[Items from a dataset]
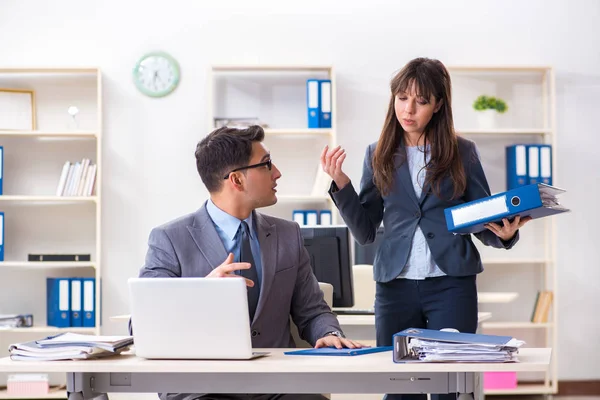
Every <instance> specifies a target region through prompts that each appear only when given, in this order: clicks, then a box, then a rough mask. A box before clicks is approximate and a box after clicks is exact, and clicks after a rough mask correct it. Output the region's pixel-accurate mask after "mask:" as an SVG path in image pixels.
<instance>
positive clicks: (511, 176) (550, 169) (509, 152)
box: [506, 144, 552, 190]
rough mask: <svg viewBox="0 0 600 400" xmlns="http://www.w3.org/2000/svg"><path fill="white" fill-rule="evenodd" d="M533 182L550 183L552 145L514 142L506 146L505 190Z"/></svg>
mask: <svg viewBox="0 0 600 400" xmlns="http://www.w3.org/2000/svg"><path fill="white" fill-rule="evenodd" d="M535 183H545V184H546V185H552V146H551V145H549V144H516V145H512V146H507V147H506V188H507V189H506V190H511V189H516V188H518V187H521V186H525V185H531V184H535Z"/></svg>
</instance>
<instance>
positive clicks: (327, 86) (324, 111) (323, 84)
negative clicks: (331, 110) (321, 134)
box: [319, 79, 331, 128]
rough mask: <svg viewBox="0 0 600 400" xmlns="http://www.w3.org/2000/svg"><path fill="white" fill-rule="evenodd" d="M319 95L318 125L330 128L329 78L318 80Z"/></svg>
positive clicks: (330, 111)
mask: <svg viewBox="0 0 600 400" xmlns="http://www.w3.org/2000/svg"><path fill="white" fill-rule="evenodd" d="M319 95H320V99H321V101H320V104H319V106H320V107H321V112H320V114H319V127H320V128H331V80H329V79H321V80H320V81H319Z"/></svg>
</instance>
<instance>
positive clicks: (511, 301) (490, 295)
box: [477, 292, 519, 303]
mask: <svg viewBox="0 0 600 400" xmlns="http://www.w3.org/2000/svg"><path fill="white" fill-rule="evenodd" d="M517 297H519V293H516V292H479V293H477V298H478V300H479V302H480V303H510V302H512V301H515V300H516V299H517Z"/></svg>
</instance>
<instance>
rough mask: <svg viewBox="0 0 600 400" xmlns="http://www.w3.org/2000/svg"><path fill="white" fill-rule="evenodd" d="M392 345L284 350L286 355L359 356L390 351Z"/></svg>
mask: <svg viewBox="0 0 600 400" xmlns="http://www.w3.org/2000/svg"><path fill="white" fill-rule="evenodd" d="M392 349H393V346H380V347H363V348H360V349H346V348H344V349H337V348H335V347H319V348H318V349H303V350H293V351H286V352H284V353H283V354H285V355H288V356H360V355H363V354H371V353H380V352H383V351H392Z"/></svg>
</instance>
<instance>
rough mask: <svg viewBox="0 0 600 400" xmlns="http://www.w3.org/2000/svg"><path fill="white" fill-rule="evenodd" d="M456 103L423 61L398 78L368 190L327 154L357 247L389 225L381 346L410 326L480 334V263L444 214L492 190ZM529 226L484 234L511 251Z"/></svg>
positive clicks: (341, 158)
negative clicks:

» Description of the task
Scan the records above, then copy out each line that mentions "negative".

» Reply
negative clicks: (331, 110) (321, 134)
negative clicks:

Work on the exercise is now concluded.